PROBLEM A | Reproduce the passage about the album Aesthethica, from "Spin ranked it" to "on 13 reviews.".

GIVEN PASSAGE |
****

Aesthethica is the second studio album by Brooklyn-based black metal band Liturgy. Produced by Krallice guitarist Colin Marston, the album was released on May 10, 2011 via Thrill Jockey.

Spin ranked it as number 26 on Spin's 50 Best Albums of 2011, and  Pitchfork placed the album at number 41 on its list of the "Top 50 albums of 2011".

Critical reception

Upon its release, Aesthethica received positive reviews from music critics. At Metacritic, which assigns a normalized rating out of 100 to reviews from critics, the album received an average score of 72, which indicates "generally favorable reviews", based on 13 reviews.

****

PROBLEM B | Count the lines in the records that contain the string "handrail", and reply with only that number.

****

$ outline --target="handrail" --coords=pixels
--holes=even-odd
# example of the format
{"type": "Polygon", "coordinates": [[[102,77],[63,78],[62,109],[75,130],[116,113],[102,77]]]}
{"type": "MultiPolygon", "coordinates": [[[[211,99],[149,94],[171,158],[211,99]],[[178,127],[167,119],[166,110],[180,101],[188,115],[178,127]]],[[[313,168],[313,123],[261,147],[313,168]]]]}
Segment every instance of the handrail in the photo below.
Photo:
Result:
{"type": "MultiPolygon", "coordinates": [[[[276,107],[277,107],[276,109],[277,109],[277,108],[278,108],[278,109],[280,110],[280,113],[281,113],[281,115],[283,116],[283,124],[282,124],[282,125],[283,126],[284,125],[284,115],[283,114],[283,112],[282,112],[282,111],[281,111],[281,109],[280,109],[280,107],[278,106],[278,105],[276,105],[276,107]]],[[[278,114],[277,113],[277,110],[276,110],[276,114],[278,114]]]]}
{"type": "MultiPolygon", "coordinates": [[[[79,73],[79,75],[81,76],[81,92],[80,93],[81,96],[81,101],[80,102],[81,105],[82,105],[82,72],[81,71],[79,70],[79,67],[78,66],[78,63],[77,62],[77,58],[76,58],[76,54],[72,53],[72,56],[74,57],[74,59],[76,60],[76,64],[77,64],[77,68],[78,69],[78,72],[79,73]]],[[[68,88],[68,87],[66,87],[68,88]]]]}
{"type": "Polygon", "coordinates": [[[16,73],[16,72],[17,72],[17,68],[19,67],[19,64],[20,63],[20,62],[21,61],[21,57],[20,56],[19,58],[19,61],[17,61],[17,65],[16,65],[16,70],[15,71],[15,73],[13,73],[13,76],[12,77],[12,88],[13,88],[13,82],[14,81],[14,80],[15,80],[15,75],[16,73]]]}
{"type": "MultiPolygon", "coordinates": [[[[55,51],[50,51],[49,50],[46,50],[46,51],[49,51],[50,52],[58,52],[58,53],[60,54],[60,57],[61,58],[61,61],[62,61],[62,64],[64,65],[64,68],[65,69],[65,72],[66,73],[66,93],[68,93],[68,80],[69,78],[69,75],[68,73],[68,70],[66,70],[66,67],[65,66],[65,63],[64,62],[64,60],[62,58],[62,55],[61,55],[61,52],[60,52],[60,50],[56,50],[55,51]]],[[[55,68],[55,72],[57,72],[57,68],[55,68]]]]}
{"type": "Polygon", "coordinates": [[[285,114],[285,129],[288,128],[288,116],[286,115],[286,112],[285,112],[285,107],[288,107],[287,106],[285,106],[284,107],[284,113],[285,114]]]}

****

WRITTEN SOLUTION A |
Spin ranked it as number 26 on Spin's 50 Best Albums of 2011, and  Pitchfork placed the album at number 41 on its list of the "Top 50 albums of 2011".

Critical reception

Upon its release, Aesthethica received positive reviews from music critics. At Metacritic, which assigns a normalized rating out of 100 to reviews from critics, the album received an average score of 72, which indicates "generally favorable reviews", based on 13 reviews.

WRITTEN SOLUTION B | 2